───── Recorded data ─────

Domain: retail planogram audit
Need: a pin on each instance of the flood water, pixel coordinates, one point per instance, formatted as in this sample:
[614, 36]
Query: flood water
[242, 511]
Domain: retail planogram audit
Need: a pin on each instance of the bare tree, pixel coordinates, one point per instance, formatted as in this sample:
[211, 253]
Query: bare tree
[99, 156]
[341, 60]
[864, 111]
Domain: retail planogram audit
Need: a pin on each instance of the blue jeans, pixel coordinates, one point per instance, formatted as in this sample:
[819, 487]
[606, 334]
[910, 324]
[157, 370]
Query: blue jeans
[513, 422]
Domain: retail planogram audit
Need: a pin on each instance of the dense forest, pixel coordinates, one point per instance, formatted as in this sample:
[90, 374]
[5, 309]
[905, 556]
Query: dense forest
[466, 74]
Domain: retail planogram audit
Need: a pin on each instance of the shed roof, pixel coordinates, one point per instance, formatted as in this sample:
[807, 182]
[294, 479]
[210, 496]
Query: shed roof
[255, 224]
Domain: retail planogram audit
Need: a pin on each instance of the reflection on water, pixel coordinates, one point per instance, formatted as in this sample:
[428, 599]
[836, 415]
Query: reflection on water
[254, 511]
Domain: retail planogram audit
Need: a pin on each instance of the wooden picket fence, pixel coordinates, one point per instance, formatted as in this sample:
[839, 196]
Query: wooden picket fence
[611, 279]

─────

| What you are asked to do |
Select every line in the material above where the string "instance" occurs, and copy it.

| Result of the exercise |
Need: a pin on each instance of the flood water, pixel coordinates, one point per instance, formatted as in this sample:
Need: a pin on each instance of the bare tree, pixel coordinates, one point per instance, formatted as in this sample:
Need: a pin on each instance of the blue jeans, pixel coordinates, one point per instance, formatted as in this sample:
Need: a pin on each instance of the dense forest, pixel coordinates, one point per instance, formatted as in this sample:
Need: a pin on each instance of the shed roof, pixel coordinates, one point per instance, formatted as in this sample:
Need: a pin on each instance of the reflection on water, pixel coordinates, one point per instance, formatted as in this sample:
Need: a pin on each instance of the wooden picket fence, pixel coordinates, one point per instance, formatted as in this sample:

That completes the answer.